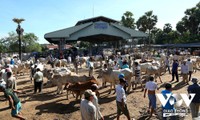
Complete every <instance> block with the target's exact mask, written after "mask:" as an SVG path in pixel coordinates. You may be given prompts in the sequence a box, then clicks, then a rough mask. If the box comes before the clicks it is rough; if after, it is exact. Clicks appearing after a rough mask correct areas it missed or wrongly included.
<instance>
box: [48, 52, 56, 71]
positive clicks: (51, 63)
mask: <svg viewBox="0 0 200 120" xmlns="http://www.w3.org/2000/svg"><path fill="white" fill-rule="evenodd" d="M49 57H50V60H49V62H50V65H51V67H52V68H54V60H55V58H54V57H53V55H52V54H50V56H49Z"/></svg>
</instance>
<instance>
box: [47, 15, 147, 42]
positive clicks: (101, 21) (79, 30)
mask: <svg viewBox="0 0 200 120" xmlns="http://www.w3.org/2000/svg"><path fill="white" fill-rule="evenodd" d="M143 37H148V35H147V34H146V33H143V32H141V31H137V30H133V29H131V28H127V27H124V26H122V25H120V24H119V23H117V22H115V20H112V19H109V18H106V17H103V16H100V17H96V18H93V19H92V18H90V19H86V20H83V21H79V22H78V23H77V25H76V26H74V27H70V28H66V29H61V30H57V31H54V32H50V33H47V34H45V35H44V38H45V39H46V40H47V41H49V42H50V43H58V42H59V41H60V40H61V39H63V40H65V42H71V41H78V40H85V41H89V42H99V41H112V40H113V41H114V40H122V39H131V38H143Z"/></svg>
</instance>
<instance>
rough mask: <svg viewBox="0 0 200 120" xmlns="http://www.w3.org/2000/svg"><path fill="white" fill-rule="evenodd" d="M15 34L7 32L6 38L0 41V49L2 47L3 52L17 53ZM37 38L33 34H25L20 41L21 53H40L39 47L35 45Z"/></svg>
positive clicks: (16, 36) (38, 45) (36, 40)
mask: <svg viewBox="0 0 200 120" xmlns="http://www.w3.org/2000/svg"><path fill="white" fill-rule="evenodd" d="M17 37H18V36H17V34H16V33H15V32H9V33H8V37H4V38H1V39H0V49H1V47H3V50H4V52H18V50H19V49H18V39H17ZM37 41H38V37H37V36H35V34H34V33H25V35H24V36H23V40H22V50H23V52H33V51H36V52H40V51H41V46H40V45H39V44H38V43H37Z"/></svg>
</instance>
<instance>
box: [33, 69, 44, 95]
mask: <svg viewBox="0 0 200 120" xmlns="http://www.w3.org/2000/svg"><path fill="white" fill-rule="evenodd" d="M33 78H34V93H36V92H37V89H39V92H42V84H43V73H42V72H41V71H40V68H37V69H36V73H35V74H34V76H33Z"/></svg>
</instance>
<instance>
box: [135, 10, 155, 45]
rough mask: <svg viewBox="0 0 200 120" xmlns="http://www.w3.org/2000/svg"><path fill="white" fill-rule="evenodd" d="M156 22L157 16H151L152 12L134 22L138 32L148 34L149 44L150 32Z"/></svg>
mask: <svg viewBox="0 0 200 120" xmlns="http://www.w3.org/2000/svg"><path fill="white" fill-rule="evenodd" d="M157 21H158V19H157V16H156V15H153V11H148V12H146V13H145V15H143V16H142V17H140V18H139V19H138V21H137V22H136V25H137V28H138V30H140V31H143V32H146V33H148V34H149V44H150V42H151V30H152V29H153V28H154V26H155V25H156V23H157Z"/></svg>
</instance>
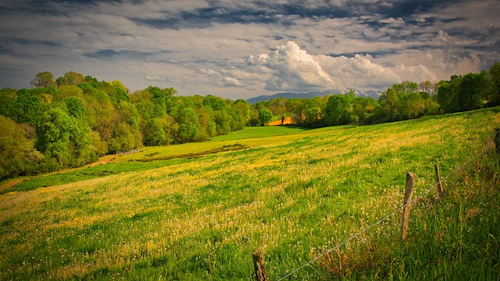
=-=-=-=-=
Copy out every line in the records above that contains the word "positive", keeping each line whole.

● **THE COMPLETED TASK**:
positive clicks: (51, 63)
positive clicks: (101, 21) (79, 30)
positive clicks: (16, 36) (38, 45) (36, 40)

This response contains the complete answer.